Data listing
>>>>

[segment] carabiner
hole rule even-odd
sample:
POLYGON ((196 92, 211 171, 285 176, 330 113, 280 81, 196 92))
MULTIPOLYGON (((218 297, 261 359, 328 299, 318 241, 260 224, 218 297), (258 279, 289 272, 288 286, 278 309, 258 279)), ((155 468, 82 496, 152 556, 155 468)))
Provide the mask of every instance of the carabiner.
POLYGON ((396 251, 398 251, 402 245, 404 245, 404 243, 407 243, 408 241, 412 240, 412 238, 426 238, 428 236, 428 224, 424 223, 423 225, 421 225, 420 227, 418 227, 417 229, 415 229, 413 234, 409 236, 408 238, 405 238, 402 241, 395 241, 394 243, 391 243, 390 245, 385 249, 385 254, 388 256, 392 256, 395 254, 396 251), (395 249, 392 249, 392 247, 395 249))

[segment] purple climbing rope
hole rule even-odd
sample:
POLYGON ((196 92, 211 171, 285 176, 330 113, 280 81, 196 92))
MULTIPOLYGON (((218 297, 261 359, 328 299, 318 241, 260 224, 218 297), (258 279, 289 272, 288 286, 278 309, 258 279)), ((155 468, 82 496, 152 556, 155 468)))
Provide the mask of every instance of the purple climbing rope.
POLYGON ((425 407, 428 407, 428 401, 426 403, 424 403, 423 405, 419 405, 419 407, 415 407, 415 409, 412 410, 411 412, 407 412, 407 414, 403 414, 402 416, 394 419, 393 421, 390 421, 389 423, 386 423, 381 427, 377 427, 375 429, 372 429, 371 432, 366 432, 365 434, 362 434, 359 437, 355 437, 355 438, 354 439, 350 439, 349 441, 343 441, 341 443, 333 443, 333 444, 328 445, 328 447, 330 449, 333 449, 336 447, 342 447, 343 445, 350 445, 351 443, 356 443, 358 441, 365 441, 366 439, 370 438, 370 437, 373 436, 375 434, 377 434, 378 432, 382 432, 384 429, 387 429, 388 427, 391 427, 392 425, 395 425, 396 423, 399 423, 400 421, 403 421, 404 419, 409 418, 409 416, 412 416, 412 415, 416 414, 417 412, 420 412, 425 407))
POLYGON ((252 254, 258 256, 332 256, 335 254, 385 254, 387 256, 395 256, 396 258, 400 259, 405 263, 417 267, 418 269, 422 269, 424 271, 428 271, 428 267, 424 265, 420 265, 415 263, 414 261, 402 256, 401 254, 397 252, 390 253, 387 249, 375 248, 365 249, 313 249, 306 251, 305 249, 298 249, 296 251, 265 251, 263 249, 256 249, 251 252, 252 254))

<<<<

Work to do -
Extract the lines of the material word for word, starting at its first line and going on through the line that contains "POLYGON ((396 251, 398", with both ends included.

Output for this exercise -
[segment] carabiner
hole rule even-odd
sample:
POLYGON ((196 92, 211 171, 285 176, 330 113, 280 81, 196 92))
MULTIPOLYGON (((218 297, 261 359, 328 299, 318 241, 260 224, 218 297), (258 279, 289 272, 288 286, 278 309, 258 279)), ((155 468, 82 496, 152 556, 155 468)))
Provide the mask of every instance of the carabiner.
POLYGON ((396 251, 398 251, 402 245, 404 245, 404 243, 407 243, 408 241, 412 240, 412 238, 426 238, 428 236, 428 224, 424 223, 423 225, 421 225, 420 227, 418 227, 417 229, 415 229, 413 234, 409 236, 408 238, 405 238, 402 241, 395 241, 394 243, 391 243, 390 245, 385 249, 385 254, 388 256, 392 256, 395 254, 396 251), (395 249, 392 249, 392 247, 395 249))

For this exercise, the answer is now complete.